>> begin Excerpted text

United States District Court, N.D. Georgia, Atlanta Division

May 31, 2018

DAVID SCHACHER, BOP Reg # 65255-019, Movant,
v.
UNITED STATES OF AMERICA, Respondent.

          OPINION AND ORDER

          WILLIAM S. DUFFEY, JR. UNITED STATES DISTRICT JUDGE

         This matter is before the Court on Magistrate Judge Justin S. Anand's Report and Recommendation [48] (“R&R”), recommending denial of David Schacher's (“Movant”) Motion to Vacate, Set Aside or Correct Sentence Pursuant to 28 U.S.C. § 2255 [38] (“Motion to Vacate”). Also before the Court are Movant's Objections to the R&R [50].

         I. BACKGROUND

         On September 17, 2013, a grand jury in the Northern District of Georgia returned an Indictment [1][1] charging Movant with three crimes involving child pornography: distribution (Count One) and receipt (Count Two), in violation of 18 U.S.C. § 2252(a)(2), and possession (Count Three), in violation of 18 U.S.C. § 2252(a)(4)(B).

         On April 10, 2014, Movant pled guilty to Count One pursuant to a written plea agreement. ([23.1]). At the plea hearing, Movant acknowledged the following:

1. He understood the trial rights he was willingly forfeiting by pleading guilty, including the right against self-incrimination. ([35] at 8-15).

>> end Excerpted text

- Short exercise 1 -
According to the court opinion, on what date did the movant plead guilty to Count One?
- Short exercise 2 -
From the start of the records through the line with "pixel 625 182", substitute "cornice" for "crown molding" and give back only those lines.
These records have no connection to the court opinion above.

>> begin Records for the exercise

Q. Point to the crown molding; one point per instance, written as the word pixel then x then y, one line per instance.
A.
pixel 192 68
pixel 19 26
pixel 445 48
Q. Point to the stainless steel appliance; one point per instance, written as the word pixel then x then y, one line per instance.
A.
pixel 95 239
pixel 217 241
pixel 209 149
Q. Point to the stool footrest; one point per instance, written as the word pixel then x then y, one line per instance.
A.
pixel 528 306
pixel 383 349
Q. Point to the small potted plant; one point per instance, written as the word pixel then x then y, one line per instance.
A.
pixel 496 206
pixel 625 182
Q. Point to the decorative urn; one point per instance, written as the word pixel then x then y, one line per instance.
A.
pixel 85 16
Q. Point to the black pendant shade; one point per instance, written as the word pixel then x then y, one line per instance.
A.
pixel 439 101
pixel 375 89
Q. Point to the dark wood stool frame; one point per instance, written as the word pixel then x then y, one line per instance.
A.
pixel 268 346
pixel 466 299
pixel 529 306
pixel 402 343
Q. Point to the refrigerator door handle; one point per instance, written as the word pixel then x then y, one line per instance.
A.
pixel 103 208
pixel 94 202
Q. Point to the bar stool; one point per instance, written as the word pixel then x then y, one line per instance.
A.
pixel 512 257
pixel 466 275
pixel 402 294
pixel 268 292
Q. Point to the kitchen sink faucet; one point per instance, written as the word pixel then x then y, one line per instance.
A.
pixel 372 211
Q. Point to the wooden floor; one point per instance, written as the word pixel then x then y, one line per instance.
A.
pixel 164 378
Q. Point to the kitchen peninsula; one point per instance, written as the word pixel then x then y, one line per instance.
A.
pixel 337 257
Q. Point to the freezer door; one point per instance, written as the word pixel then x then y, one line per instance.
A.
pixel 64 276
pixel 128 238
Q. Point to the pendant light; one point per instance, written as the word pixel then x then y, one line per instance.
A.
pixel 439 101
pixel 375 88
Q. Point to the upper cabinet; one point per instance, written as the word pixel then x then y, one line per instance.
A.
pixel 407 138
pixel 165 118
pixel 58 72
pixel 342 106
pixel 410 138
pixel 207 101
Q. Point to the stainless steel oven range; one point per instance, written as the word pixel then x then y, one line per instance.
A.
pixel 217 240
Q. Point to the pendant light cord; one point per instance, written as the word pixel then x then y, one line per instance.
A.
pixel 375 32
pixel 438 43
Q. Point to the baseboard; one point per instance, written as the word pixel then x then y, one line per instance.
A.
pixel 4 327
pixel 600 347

>> end Records for the exercise

- Right answer 1 -
April 10, 2014

- Right answer 2 -
Q. Point to the cornice; one point per instance, written as the word pixel then x then y, one line per instance.
A.
pixel 192 68
pixel 19 26
pixel 445 48
Q. Point to the stainless steel appliance; one point per instance, written as the word pixel then x then y, one line per instance.
A.
pixel 95 239
pixel 217 241
pixel 209 149
Q. Point to the stool footrest; one point per instance, written as the word pixel then x then y, one line per instance.
A.
pixel 528 306
pixel 383 349
Q. Point to the small potted plant; one point per instance, written as the word pixel then x then y, one line per instance.
A.
pixel 496 206
pixel 625 182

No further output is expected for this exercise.